__GIVEN TEXT__
%%

It is hard to not be intrigued by a writ of mandamus — one of “‘the most potent weapons in the judicial arsenal,'” and “a ‘drastic and extraordinary remedy reserved for really extraordinary causes.'” It is no small thing for a court, in the middle of proceedings, to order someone “to properly fulfill their official duties,” especially when it is an appellate court sending such an order to a trial court. And the procedure itself is bold. “Instead of appealing directly, the party simply sues the [court], seeking a mandamus compelling the judge to correct his earlier mistake.” No wonder mandamus “should only be used in exceptional circumstances of peculiar emergency or public importance.”
As I’ve explained before, because of drama inherent in mandamus, I almost started a series of posts called Mandamus Watch. Instead, I went with D.C. Circuit Review — Reviewed. But I’m always interested when mandamus comes to the D.C. Circuit. This week, the D.C. Circuit issued a new opinion about mandamus: In re Roger Stone. Judge Wilkins, joined by Judges Millett and Pillard, dismissed the petition because Stone and his family “failed to avail themselves of adequate alternative remedies.”

%%

__PROMPT 1__
Reproduce verbatim the lines of the listing below, from the line containing "Category: black kidney grille" through the line containing "pixel 34 492", with both of those lines included.

__RECORDS FOR THE EXERCISE__
%%

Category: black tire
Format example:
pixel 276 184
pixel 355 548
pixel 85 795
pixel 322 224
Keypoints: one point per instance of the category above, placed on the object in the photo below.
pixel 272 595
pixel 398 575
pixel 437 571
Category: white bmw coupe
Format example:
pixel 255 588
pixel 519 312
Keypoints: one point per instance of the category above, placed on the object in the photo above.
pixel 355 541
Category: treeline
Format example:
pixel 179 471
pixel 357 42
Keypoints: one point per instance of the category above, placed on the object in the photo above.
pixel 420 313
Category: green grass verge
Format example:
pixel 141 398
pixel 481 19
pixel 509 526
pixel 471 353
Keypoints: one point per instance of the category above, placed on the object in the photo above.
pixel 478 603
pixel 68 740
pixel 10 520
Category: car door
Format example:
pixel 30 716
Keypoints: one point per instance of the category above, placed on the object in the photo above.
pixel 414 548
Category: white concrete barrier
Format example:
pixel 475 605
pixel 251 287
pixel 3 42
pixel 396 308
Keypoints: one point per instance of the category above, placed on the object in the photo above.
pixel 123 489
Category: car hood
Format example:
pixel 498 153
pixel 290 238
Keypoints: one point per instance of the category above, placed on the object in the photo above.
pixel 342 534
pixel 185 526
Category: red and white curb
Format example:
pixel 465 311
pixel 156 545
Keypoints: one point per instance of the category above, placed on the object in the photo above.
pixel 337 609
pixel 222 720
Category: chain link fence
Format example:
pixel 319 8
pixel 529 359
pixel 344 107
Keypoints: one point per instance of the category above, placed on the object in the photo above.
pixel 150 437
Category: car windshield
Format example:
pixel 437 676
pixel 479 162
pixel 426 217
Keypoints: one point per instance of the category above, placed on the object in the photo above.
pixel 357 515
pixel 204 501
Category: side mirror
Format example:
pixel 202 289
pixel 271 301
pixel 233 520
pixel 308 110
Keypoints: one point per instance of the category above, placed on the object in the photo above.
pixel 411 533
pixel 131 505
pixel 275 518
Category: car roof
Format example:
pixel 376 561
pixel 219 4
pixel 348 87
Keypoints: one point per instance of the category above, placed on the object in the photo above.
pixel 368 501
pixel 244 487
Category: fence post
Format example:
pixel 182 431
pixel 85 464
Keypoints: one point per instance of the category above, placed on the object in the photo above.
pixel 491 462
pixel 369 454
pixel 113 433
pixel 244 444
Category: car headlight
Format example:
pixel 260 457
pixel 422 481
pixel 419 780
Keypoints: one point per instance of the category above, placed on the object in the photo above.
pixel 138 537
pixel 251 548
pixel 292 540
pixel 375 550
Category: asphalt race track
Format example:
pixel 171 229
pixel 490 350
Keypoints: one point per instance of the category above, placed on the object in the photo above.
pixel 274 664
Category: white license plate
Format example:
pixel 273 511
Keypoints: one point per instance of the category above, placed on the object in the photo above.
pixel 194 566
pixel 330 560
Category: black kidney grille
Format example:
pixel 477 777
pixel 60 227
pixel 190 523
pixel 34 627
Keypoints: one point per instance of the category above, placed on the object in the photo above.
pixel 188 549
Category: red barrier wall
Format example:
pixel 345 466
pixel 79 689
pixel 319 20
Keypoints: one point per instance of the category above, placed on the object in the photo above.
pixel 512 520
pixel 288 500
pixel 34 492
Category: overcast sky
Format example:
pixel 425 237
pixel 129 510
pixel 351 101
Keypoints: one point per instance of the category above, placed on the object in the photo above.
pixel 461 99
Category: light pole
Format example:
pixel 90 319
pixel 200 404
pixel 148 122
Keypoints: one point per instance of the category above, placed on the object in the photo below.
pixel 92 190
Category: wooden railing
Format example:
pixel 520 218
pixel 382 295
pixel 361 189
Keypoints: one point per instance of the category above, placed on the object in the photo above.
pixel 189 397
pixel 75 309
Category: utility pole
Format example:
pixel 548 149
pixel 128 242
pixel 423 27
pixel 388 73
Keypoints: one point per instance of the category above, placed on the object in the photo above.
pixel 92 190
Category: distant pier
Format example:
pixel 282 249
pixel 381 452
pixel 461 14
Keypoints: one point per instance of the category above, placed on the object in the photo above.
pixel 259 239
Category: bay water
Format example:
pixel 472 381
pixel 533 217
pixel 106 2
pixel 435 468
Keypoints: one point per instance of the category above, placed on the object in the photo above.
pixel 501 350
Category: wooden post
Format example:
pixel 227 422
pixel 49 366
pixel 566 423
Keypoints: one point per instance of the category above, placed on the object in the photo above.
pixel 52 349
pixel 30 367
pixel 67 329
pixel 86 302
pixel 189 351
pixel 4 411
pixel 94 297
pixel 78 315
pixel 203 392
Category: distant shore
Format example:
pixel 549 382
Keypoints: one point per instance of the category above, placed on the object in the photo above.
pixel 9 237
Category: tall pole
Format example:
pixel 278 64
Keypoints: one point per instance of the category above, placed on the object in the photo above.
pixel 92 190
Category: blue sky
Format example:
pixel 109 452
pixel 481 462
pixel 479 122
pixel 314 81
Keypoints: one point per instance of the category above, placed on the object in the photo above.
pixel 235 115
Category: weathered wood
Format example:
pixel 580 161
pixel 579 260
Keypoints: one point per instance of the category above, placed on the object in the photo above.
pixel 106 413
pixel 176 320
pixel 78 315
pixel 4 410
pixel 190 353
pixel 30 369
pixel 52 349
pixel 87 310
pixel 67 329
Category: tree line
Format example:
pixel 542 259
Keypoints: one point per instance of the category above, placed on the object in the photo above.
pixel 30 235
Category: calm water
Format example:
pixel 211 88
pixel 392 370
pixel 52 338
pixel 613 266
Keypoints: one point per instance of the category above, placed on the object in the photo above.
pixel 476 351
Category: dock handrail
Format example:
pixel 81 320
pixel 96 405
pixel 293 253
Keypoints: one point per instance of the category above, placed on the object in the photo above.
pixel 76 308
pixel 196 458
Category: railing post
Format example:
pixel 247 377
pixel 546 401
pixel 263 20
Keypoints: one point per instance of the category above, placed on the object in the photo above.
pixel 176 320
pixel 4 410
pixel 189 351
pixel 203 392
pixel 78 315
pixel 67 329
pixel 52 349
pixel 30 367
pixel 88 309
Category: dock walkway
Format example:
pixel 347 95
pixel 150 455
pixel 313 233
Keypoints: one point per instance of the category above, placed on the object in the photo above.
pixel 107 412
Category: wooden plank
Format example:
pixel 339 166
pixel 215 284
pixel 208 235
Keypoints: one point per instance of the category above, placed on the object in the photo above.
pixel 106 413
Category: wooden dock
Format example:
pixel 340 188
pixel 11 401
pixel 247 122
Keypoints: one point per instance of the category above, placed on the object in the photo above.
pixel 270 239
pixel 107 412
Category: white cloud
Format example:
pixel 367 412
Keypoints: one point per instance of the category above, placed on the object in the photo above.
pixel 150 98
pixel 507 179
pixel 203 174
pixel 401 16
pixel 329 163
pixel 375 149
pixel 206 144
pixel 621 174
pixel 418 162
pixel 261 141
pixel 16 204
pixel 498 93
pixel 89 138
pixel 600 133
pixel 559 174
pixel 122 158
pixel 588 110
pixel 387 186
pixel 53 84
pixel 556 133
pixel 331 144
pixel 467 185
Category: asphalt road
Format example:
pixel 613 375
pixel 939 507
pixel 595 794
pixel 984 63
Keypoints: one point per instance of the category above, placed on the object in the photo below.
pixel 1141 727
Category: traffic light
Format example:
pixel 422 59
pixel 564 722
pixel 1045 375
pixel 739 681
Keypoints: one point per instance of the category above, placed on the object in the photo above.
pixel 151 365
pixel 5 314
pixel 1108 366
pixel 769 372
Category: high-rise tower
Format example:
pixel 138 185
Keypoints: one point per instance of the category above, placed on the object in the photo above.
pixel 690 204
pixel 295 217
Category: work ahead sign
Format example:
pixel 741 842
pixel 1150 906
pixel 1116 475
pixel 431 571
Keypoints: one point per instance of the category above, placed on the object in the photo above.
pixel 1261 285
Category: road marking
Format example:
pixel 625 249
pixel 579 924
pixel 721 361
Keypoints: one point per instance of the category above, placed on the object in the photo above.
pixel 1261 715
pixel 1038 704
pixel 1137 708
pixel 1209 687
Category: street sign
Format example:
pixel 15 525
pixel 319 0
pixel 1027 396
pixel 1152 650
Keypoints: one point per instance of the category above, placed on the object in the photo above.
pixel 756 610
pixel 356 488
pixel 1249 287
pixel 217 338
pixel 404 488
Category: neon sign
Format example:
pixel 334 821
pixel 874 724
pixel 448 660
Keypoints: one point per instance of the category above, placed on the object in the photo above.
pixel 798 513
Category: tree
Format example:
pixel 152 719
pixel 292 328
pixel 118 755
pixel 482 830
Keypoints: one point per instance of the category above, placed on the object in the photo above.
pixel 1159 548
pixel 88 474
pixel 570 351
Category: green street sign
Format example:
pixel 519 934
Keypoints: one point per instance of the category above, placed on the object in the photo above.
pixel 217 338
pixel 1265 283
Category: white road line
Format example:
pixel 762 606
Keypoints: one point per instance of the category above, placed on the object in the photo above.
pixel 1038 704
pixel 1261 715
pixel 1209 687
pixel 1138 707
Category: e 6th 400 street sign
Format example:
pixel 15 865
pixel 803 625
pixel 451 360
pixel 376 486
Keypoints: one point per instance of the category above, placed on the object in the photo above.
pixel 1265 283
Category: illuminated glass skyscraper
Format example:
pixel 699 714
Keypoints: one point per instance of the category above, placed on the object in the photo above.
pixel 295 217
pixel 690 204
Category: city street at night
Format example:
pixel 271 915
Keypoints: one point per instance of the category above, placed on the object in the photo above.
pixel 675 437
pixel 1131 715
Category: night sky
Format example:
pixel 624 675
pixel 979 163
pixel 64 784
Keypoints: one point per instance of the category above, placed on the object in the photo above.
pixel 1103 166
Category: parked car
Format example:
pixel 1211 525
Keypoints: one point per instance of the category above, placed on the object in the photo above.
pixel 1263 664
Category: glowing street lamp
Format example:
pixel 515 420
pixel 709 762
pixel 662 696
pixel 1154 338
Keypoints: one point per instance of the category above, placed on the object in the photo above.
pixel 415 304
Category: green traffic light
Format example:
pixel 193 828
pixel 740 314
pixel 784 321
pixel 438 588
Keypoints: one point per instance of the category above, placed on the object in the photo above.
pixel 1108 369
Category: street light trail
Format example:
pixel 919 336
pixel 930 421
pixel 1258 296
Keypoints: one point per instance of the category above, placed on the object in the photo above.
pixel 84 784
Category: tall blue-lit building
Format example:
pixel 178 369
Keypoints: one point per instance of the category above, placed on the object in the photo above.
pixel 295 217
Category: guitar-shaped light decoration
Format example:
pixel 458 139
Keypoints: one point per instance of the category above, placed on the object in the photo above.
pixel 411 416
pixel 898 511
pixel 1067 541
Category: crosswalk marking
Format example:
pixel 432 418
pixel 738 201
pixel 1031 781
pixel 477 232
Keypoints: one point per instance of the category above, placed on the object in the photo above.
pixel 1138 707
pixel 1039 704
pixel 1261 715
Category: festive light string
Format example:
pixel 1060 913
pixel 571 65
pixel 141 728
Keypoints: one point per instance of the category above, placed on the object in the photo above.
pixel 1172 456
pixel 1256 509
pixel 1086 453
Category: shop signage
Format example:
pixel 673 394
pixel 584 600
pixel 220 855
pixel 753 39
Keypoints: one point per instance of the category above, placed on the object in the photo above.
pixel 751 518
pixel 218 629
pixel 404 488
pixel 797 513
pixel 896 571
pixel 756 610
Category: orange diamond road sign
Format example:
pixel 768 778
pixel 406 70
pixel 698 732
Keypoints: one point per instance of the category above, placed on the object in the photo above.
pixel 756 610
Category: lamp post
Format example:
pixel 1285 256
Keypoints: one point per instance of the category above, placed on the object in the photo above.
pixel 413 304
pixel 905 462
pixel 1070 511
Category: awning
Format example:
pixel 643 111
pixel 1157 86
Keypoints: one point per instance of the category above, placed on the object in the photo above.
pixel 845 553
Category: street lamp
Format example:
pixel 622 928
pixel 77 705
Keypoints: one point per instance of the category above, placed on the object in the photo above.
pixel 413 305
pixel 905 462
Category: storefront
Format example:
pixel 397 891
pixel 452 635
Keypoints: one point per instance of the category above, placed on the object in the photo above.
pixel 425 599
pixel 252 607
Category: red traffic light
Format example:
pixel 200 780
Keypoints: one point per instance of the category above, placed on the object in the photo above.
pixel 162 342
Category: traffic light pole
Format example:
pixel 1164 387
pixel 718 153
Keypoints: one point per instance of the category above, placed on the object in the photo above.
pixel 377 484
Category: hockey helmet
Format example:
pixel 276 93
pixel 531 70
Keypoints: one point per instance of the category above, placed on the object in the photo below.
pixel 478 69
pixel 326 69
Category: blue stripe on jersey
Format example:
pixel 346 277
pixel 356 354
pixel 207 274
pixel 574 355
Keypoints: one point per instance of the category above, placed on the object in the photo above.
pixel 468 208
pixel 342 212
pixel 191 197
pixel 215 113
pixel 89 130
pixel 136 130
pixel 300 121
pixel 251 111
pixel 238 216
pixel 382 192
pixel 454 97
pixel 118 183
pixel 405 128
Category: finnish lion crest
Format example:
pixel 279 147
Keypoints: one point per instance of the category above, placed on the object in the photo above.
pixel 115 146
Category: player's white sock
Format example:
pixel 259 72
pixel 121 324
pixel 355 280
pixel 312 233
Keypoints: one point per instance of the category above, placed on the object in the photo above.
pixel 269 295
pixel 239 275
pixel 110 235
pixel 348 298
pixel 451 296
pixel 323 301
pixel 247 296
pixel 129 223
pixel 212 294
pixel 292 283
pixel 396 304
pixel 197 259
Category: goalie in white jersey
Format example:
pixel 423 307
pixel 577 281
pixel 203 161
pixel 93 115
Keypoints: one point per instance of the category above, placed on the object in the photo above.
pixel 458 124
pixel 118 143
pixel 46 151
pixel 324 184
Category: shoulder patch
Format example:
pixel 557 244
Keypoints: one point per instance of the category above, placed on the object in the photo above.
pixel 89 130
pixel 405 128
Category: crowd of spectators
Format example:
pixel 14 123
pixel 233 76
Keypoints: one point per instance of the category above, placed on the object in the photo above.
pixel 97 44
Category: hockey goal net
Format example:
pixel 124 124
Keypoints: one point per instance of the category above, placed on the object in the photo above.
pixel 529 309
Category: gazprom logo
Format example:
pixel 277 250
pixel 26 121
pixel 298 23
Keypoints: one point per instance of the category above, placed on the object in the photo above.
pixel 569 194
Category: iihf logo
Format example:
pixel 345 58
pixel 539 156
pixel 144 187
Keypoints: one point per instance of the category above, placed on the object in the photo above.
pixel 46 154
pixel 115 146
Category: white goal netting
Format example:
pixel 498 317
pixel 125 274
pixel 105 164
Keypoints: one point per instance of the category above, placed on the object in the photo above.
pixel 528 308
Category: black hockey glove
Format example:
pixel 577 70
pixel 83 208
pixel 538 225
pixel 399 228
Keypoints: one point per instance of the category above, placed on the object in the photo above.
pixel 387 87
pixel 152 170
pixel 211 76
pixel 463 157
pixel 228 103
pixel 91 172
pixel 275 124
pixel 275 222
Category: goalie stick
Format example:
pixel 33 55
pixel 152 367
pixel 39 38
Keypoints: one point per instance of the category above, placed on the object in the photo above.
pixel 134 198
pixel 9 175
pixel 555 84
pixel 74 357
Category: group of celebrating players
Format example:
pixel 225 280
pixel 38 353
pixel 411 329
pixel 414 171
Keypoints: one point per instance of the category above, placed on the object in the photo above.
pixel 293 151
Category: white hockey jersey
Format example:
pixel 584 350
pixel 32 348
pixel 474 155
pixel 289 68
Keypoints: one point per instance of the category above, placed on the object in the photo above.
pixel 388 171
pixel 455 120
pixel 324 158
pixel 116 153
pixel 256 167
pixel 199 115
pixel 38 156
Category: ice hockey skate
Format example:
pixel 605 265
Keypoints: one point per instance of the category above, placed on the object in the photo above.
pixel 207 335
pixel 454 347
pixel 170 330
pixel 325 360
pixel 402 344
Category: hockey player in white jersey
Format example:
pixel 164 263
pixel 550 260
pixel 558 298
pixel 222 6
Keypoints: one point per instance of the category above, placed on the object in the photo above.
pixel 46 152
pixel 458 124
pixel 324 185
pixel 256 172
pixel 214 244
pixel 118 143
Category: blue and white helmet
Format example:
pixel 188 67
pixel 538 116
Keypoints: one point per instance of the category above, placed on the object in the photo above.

%%

__PROMPT 2__
Name every judge the mandamus passage mentions by name.

__COMPLETE ANSWER 1__
Category: black kidney grille
Format example:
pixel 477 777
pixel 60 227
pixel 190 523
pixel 34 627
Keypoints: one point per instance of the category above, placed on the object in the photo above.
pixel 188 549
Category: red barrier wall
Format example:
pixel 345 466
pixel 79 689
pixel 319 20
Keypoints: one point per instance of the category above, placed on the object in the photo above.
pixel 512 520
pixel 288 500
pixel 34 492

__COMPLETE ANSWER 2__
Wilkins, Millett, Pillard